Flu & pneumonia killed 10 times more Brits than coronavirus AGAIN last week, new stats show
FLU and pneumonia killed 10 times more people in the UK than coronavirus in the last week, official statistics show.
It’s the 14th week in a row in which the seasonal winter bug has claimed more lives than Covid-19 in England and Wales.
The Office for National Statistics said that 14 per cent of deaths registered in the week ending September 18 were caused by flu and pneumonia.
By comparison, Covid-19 accounted for 1.5 per cent of all deaths – a total of 139 fatalities.
However, the number of weekly deaths involving the deadly bug are beginning to increase – after a two-week dip.
It is the second consecutive weekly rise, with the number of deaths involving Covid-19 up 40.4 per cent from the 99 deaths registered in the previous week.
In the week before that – the week ending September 4 – numbers fell below 100 for the first time since the lockdown was introduced, with 78 deaths registered.
This is said to be due to the impact of the late bank holiday weekend in August – delaying the registration of some deaths to the following week.
The ONS said registered deaths involving Covid-19 increased in six of the nine English regions in the week ending September 18.
These were: north-west England (39, up nine on the previous week’s total); the West Midlands (15, up eight); London (13, up seven); Yorkshire & the Humber (21, up seven); north-east England (eight, up five); and the East Midlands (14, up four).
The number fell in two regions: south-east England (11, down one on the previous week’s total) and south-west England (five, down two).
It was unchanged in Eastern England on eight deaths.
In Wales the weekly total increased by four, from one to five.
Overall in the UK, 158 deaths were registered in the week ending September 18 involving Covid-19 – 48 deaths higher than the previous week.
The release shows that nearly 57,900 deaths involving Covid-19 have now been registered in the UK.
Some 52,717 deaths involving Covid-19 had occurred in England and Wales up to September 18, and had been registered by September 26, the ONS data shows.
Figures published last week by the National Records for Scotland of deaths registered up to September 20, and by the Northern Ireland Statistics and Research Agency of deaths registered up to September 23, take the total to 57,860 deaths.
These are cases where Covid-19 was mentioned on the death certificate, including suspected cases.

* **Your assignment**: Translate this sentence from the article on flu, pneumonia and Covid-19 deaths into Spanish: "The Office for National Statistics said that 14 per cent of deaths registered in the week ending September 18 were caused by flu and pneumonia."

* **Data extracts**:
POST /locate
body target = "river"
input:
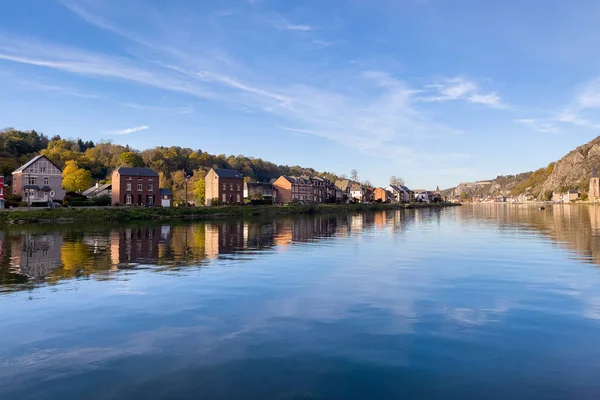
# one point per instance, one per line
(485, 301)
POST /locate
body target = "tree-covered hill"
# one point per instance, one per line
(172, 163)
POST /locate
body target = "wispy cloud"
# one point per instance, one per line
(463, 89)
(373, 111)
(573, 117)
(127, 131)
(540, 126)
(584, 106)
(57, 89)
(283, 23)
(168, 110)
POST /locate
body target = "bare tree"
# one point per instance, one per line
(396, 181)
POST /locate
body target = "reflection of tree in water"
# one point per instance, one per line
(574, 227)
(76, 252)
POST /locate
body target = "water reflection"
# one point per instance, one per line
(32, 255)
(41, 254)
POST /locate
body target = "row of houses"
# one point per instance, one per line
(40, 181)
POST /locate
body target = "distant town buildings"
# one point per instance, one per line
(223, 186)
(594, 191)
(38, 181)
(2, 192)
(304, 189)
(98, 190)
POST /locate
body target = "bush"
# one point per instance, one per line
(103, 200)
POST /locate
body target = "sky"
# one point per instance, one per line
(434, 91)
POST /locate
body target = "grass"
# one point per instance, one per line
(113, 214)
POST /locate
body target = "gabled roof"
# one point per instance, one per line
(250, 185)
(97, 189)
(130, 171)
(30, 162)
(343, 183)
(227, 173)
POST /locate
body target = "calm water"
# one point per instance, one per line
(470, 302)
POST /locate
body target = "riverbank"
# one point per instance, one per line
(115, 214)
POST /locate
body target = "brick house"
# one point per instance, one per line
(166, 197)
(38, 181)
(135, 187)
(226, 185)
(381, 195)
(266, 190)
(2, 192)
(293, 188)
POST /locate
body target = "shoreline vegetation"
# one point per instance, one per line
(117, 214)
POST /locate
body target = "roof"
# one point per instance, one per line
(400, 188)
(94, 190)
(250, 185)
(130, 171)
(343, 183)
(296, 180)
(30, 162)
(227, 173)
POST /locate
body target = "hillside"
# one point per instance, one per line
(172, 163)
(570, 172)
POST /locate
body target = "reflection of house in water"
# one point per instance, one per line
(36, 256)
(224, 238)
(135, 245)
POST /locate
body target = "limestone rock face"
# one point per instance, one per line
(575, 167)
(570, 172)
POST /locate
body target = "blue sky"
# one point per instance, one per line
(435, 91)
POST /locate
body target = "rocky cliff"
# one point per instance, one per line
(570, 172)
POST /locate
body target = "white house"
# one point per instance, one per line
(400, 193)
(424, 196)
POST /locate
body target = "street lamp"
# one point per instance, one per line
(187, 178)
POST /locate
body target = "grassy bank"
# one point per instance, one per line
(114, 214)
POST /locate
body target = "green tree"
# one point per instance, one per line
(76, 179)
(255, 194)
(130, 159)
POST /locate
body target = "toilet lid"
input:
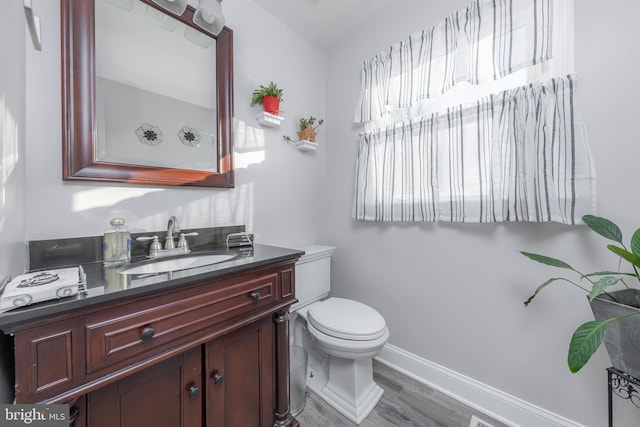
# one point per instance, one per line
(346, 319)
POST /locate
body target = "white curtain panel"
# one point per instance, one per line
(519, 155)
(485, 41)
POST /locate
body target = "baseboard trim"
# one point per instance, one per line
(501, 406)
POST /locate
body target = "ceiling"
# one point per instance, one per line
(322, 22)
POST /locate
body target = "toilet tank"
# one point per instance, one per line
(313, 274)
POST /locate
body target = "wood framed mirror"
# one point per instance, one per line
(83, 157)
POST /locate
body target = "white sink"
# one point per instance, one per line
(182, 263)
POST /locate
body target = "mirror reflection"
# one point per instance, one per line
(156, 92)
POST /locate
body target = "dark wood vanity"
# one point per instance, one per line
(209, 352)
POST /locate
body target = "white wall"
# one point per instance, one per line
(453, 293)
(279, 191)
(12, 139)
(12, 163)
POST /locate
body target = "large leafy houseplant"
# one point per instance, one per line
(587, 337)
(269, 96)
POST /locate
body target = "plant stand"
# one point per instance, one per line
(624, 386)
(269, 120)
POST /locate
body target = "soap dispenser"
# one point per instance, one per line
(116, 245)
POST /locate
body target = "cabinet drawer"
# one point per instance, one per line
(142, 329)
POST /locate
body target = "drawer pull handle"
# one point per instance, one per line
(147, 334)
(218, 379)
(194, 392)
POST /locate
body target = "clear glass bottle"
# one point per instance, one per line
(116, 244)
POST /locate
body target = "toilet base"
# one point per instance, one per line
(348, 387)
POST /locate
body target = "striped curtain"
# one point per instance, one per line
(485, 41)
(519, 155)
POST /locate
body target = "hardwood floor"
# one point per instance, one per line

* **Response to the task**: La Oficina Nacional de Estadística dijo que el 14 por ciento de las muertes registradas en la semana que terminó el 18 de septiembre fueron causadas por la gripe y la neumonía.